- **What is required**
Nothing in the data may change. Copy all of it exactly.

---------- Material provided ----------

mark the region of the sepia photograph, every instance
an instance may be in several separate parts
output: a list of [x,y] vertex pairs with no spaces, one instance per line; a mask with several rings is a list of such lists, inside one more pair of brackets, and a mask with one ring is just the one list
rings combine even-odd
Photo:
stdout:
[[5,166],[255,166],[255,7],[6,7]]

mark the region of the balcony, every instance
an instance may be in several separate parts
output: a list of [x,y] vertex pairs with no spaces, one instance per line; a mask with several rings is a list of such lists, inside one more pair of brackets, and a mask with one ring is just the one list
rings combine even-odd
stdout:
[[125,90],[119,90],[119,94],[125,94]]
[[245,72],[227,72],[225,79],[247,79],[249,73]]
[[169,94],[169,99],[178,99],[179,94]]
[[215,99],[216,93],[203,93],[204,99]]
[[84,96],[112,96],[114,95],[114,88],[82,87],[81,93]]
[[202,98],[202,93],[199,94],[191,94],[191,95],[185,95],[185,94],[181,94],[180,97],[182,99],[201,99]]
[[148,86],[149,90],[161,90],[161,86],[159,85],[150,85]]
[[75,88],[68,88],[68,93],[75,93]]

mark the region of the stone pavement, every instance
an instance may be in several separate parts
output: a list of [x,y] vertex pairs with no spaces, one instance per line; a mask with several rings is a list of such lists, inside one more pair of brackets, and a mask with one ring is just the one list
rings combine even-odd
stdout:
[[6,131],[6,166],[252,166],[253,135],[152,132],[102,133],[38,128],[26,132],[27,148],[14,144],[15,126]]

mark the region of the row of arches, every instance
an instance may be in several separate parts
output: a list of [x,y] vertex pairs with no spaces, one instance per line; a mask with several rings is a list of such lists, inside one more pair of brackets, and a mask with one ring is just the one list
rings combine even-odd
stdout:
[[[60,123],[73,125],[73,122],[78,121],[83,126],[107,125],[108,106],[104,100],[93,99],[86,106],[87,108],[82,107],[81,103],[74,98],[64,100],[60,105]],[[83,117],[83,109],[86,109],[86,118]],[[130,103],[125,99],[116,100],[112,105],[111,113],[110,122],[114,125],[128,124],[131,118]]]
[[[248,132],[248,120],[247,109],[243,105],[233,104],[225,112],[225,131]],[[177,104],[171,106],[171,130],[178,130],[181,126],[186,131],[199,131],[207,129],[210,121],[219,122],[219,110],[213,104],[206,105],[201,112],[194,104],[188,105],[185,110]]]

----------

- **Response below**
mark the region of the sepia photograph, every instance
an instance may be in several separate parts
output: a list of [x,y] vertex pairs with no spaces, one instance per line; a mask with several rings is a list of such lists, inside one more pair of brackets, and a mask with one ring is just the one list
rings combine even-odd
Photo:
stdout:
[[5,166],[255,166],[255,7],[6,7]]

mark the region of the balcony, every instance
an instance may be in several separate parts
output: a list of [x,y] vertex pairs with no spaces, one instance per line; a mask with several rings is a list of such lists, inside one more pair of brackets, and a mask with one ring is just the one list
rings combine even-odd
stdout:
[[125,90],[119,90],[119,94],[125,94]]
[[245,72],[227,72],[225,79],[247,79],[249,73]]
[[169,94],[169,99],[178,99],[179,94]]
[[215,99],[216,93],[203,93],[204,99]]
[[84,96],[112,96],[114,95],[114,88],[82,87],[81,93]]
[[202,98],[202,93],[199,94],[191,94],[191,95],[185,95],[185,94],[181,94],[180,97],[182,99],[201,99]]
[[148,86],[149,90],[161,90],[161,86],[159,85],[150,85]]
[[75,88],[68,88],[68,93],[75,93]]

mark the region of the stone pavement, every instance
an instance may be in several separate parts
output: a list of [x,y] vertex pairs with no spaces, one instance per line; a mask with several rings is a list of such lists, inside one more pair of brackets, and a mask with one ring is just the one list
rings combine even-odd
stdout:
[[6,131],[6,166],[252,166],[253,135],[152,132],[102,133],[38,128],[26,132],[27,148],[14,144],[15,126]]

mark the region of the row of arches, every instance
an instance may be in several separate parts
output: a list of [x,y] vertex pairs with no spaces, one instance per line; a mask with several rings is a list of such lists, inside one more pair of brackets, and a mask with one ring is just the one list
rings combine even-odd
stdout:
[[[60,123],[73,125],[73,122],[78,121],[83,126],[107,125],[108,106],[104,100],[93,99],[86,106],[87,108],[82,107],[81,103],[74,98],[64,100],[60,105]],[[83,117],[83,109],[86,109],[86,118]],[[130,103],[125,99],[116,100],[112,105],[111,113],[110,122],[114,125],[128,124],[131,118]]]
[[[248,132],[248,120],[247,109],[243,105],[233,104],[225,112],[225,131]],[[177,104],[171,106],[171,130],[178,130],[181,126],[186,131],[199,131],[207,129],[210,121],[219,122],[219,110],[213,104],[206,105],[201,112],[194,104],[188,105],[185,110]]]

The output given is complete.